▶ _Excerpt to read_
------------------------------------------------

While I am only a month into learning to weave, I am fairly certain that even as I sweat over the warping process and drive myself crazy with colour theory, this is something I am going to continue doing. Not only that, I am already feeling limited by the small table loom I am working on and eager to sit down at a full floor loom with a full range of project capacity before me. The small loom is great for learning on, and I am quite content making samplers to explore colour and texture at the moment, but there will come a time when I want to make more than a scarf!
There are so many considerations when one is buying a first loom such as:
Etc. I want to put the loom in our large upstairs bed and sitting room because it is where we have the most space, and the best light – but that means moving something through a 2 foot wide door or bringing it in pieces and setting it up. Also, some looms are really heavy which is great for keeping things still when weaving, but not great for moving it around.
In addition to all of the above, I’ve found that trying to purchase a loom second hand (my preference at the moment due to cost and ecological considerations) is a bit of a hinky affair since 1) there have been many small, independent loom makers over the last century in North America and it’s hard to find out info about some loom makers, and 2) lots of people selling looms on Craigslist or Kijiji are selling them for someone else (often deceased or in a home) and don’t know what they are selling. Manufacturers like Leclerc have many different models that have been on the Canadian market but they simply stamp their looms Nilus or Leclerc and not with the actual model name – so people will advertise that they have a Nilus when in fact it is a Mira and so forth.

------------------------------------------------

▶ _Request 1_
Shorten the paragraph of the weaving text that begins "In addition to all of the above" into a brief list that keeps its main facts.
The rows that come next have nothing to do with the weaving text.

------------------------------------------------

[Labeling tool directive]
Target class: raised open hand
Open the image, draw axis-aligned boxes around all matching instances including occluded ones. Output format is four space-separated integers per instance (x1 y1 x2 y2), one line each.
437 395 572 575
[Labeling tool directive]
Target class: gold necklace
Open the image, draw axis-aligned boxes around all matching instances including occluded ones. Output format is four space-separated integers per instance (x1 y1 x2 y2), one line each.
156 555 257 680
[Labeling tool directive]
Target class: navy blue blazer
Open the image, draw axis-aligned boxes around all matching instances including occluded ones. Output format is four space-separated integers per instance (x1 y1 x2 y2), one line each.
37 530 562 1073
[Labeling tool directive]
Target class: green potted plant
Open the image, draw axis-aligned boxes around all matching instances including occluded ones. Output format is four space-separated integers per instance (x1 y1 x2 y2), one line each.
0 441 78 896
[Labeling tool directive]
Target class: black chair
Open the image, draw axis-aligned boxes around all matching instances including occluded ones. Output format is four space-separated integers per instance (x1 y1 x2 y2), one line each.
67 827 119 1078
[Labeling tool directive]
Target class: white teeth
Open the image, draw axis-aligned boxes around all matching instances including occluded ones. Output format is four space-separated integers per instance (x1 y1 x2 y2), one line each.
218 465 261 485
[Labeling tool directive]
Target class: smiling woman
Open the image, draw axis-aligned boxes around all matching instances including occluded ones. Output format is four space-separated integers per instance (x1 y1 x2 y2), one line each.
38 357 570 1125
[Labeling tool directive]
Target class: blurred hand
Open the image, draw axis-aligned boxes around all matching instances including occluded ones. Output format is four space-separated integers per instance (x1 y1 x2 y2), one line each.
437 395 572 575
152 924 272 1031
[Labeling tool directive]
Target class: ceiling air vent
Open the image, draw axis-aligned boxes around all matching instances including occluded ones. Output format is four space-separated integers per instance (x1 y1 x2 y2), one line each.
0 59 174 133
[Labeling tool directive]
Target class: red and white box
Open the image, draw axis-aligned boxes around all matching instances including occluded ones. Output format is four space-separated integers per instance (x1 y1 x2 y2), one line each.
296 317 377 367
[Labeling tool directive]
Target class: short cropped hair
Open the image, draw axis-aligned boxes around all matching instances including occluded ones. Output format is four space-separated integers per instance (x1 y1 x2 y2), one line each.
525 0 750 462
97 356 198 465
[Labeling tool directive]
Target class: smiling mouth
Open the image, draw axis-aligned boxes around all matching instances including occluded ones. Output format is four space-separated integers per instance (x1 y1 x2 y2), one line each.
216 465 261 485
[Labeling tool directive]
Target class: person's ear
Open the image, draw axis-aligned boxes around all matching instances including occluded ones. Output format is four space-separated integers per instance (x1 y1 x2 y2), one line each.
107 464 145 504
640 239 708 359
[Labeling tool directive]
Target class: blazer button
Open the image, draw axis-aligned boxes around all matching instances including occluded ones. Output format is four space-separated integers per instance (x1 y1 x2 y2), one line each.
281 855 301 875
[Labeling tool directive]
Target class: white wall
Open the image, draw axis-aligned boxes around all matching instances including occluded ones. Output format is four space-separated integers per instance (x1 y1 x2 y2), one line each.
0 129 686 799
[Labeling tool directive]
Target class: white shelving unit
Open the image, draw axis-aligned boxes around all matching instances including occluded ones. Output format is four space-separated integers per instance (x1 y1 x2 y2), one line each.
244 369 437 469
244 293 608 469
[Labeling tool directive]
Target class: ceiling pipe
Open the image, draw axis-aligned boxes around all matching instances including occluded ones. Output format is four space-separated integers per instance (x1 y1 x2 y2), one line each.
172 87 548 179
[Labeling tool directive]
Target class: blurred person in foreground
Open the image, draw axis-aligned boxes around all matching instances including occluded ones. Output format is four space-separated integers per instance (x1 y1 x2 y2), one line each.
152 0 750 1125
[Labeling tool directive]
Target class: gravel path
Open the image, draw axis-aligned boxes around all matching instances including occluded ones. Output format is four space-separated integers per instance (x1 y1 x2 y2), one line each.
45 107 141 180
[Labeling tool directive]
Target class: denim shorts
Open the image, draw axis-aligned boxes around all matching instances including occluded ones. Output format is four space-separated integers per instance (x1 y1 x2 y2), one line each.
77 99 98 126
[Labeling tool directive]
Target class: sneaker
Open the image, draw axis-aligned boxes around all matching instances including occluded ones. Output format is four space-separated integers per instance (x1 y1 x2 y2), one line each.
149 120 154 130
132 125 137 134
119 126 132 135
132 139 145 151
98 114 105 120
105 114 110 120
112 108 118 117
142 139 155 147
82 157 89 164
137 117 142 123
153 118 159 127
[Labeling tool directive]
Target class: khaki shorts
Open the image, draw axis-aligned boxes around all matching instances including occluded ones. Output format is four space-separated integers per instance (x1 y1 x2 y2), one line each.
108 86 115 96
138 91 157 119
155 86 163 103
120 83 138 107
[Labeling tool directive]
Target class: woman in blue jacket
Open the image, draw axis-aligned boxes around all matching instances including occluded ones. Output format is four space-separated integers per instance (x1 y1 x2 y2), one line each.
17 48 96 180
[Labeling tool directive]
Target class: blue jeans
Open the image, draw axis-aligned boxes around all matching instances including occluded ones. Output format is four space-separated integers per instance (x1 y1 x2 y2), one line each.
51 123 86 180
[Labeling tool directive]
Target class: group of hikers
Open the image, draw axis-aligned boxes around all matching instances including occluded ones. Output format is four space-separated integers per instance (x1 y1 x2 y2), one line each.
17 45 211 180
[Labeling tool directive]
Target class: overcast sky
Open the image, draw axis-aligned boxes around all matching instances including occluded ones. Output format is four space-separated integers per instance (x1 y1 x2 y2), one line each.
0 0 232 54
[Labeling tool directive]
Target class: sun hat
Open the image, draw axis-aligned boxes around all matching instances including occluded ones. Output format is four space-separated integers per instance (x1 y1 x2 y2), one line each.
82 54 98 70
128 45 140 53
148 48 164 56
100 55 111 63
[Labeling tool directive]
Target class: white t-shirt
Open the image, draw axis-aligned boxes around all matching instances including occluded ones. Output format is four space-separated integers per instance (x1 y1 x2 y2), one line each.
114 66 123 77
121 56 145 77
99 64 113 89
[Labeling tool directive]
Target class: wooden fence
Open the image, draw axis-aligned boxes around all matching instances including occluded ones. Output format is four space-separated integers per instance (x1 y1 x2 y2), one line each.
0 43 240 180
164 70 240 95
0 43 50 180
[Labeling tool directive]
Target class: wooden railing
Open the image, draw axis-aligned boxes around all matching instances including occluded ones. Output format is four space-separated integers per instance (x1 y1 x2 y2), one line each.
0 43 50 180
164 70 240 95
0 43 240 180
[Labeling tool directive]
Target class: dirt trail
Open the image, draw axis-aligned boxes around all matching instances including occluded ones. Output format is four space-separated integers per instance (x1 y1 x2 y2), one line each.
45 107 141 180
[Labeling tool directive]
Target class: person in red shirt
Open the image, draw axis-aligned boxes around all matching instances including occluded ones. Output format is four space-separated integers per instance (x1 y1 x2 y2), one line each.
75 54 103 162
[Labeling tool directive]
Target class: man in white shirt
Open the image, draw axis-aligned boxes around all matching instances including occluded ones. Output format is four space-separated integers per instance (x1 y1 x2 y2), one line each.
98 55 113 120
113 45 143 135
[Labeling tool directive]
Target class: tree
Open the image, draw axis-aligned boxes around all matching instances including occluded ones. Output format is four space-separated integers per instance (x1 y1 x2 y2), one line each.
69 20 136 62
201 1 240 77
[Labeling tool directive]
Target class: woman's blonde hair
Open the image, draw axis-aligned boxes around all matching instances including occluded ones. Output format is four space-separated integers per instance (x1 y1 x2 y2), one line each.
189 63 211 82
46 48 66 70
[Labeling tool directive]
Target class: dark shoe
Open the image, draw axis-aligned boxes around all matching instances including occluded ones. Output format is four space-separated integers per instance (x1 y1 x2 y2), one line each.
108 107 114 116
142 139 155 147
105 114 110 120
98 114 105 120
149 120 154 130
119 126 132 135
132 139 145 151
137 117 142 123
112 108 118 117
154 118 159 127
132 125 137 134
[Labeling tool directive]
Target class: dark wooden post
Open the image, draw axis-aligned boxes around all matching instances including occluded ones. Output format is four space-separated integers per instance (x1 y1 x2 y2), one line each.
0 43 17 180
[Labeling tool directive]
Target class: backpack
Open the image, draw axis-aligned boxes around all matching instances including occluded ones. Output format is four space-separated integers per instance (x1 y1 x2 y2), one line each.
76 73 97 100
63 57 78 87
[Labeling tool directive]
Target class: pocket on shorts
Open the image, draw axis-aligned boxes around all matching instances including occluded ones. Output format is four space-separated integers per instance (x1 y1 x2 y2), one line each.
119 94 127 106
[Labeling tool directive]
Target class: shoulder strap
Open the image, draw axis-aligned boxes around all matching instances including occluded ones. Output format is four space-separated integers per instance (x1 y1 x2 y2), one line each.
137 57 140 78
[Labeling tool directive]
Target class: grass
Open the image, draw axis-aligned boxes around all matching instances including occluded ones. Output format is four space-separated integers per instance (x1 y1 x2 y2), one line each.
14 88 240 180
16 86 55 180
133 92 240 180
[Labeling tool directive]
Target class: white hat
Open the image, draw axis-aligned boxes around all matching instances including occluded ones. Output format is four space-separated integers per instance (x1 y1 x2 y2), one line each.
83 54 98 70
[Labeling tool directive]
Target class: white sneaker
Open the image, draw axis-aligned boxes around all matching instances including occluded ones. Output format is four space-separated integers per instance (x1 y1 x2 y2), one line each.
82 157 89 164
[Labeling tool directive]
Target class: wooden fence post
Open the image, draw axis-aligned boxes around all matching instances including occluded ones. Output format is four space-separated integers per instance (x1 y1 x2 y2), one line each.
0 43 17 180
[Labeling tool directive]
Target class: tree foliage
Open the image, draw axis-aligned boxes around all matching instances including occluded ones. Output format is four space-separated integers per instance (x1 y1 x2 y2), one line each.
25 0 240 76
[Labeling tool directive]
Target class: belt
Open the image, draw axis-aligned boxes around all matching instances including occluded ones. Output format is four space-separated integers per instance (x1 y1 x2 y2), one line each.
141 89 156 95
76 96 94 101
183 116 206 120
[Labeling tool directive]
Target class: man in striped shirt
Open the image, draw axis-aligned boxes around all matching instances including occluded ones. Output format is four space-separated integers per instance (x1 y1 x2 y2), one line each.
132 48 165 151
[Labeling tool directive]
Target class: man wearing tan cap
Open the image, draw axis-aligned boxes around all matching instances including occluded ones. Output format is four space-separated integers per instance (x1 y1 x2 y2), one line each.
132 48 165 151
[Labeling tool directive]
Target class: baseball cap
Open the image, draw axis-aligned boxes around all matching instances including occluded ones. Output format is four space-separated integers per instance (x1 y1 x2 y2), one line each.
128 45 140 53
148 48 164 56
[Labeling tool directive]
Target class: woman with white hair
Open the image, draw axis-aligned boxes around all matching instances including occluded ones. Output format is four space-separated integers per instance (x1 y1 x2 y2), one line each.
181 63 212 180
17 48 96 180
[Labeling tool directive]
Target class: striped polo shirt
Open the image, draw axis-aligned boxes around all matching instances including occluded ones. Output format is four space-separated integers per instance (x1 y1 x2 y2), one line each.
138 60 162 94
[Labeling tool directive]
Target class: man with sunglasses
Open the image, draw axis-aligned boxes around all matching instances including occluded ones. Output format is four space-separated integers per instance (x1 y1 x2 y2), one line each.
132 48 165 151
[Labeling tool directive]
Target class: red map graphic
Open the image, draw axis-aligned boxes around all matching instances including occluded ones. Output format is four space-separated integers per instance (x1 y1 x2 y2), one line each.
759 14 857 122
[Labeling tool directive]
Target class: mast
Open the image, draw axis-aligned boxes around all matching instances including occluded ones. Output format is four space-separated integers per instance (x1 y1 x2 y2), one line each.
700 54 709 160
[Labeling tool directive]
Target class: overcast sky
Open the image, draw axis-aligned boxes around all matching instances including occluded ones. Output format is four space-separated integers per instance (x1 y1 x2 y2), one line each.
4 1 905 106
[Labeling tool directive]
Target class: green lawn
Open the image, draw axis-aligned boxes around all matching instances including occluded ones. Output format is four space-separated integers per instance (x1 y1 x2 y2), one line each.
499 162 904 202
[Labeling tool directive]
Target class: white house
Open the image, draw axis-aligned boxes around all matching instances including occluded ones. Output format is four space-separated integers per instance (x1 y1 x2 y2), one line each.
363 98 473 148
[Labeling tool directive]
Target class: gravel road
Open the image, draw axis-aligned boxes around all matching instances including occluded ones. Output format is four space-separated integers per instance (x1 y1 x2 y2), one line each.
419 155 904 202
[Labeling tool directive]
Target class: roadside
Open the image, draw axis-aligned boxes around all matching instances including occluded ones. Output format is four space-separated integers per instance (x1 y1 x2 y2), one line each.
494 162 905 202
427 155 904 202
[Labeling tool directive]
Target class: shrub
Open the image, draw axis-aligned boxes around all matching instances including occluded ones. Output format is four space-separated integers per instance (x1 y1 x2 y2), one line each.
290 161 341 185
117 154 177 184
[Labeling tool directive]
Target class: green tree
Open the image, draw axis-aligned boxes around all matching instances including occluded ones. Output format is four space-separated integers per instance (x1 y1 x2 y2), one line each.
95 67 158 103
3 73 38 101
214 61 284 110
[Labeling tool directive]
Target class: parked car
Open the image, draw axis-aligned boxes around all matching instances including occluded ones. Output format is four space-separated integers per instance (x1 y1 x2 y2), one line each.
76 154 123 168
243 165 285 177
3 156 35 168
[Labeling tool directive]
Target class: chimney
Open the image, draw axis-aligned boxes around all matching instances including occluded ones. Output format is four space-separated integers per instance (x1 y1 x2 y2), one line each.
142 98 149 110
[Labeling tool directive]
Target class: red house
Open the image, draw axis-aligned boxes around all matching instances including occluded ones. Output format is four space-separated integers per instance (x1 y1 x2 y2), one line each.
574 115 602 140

------------------------------------------------

▶ _Request 2_
Copy out word for word the part of the rows that opens with the first row and closes with the line containing "38 357 570 1125", including both ends.

▶ _Complete output 1_
Buying a secondhand loom, preferred for cost and ecological reasons, is tricky because:
- North America has had many small, independent loom makers over the last century, and information on some of them is hard to find.
- Many people selling looms on Craigslist or Kijiji are selling for someone else, often someone deceased or in a home, and don't know what they're selling.
- Makers like Leclerc have sold many models on the Canadian market but stamp their looms only "Nilus" or "Leclerc," not with the model name, so a loom advertised as a Nilus may actually be a Mira.

▶ _Complete output 2_
[Labeling tool directive]
Target class: raised open hand
Open the image, draw axis-aligned boxes around all matching instances including occluded ones. Output format is four space-separated integers per instance (x1 y1 x2 y2), one line each.
437 395 572 575
[Labeling tool directive]
Target class: gold necklace
Open the image, draw axis-aligned boxes around all matching instances including occluded ones. Output format is four space-separated integers per instance (x1 y1 x2 y2), one line each.
156 555 257 680
[Labeling tool directive]
Target class: navy blue blazer
Open the image, draw axis-aligned boxes around all matching instances including occluded ones. Output format is four space-separated integers per instance (x1 y1 x2 y2), one line each.
37 530 562 1073
[Labeling tool directive]
Target class: green potted plant
Open the image, draw axis-aligned boxes around all matching instances including occluded ones. Output format is four space-separated integers per instance (x1 y1 x2 y2), one line each.
0 441 78 896
[Labeling tool directive]
Target class: black chair
Open the image, draw axis-aligned boxes around all matching instances including occluded ones. Output format is four space-separated integers per instance (x1 y1 x2 y2), one line each.
67 827 119 1078
[Labeling tool directive]
Target class: white teeth
Open the image, draw axis-aligned boxes around all matching instances including occluded ones. Output format is four space-separated integers per instance (x1 y1 x2 y2), one line each.
218 465 261 485
[Labeling tool directive]
Target class: smiling woman
Open the image, draw axis-aligned boxes around all matching instances including occluded ones. Output format is four space-separated integers per instance (x1 y1 x2 y2), one line each.
38 357 570 1125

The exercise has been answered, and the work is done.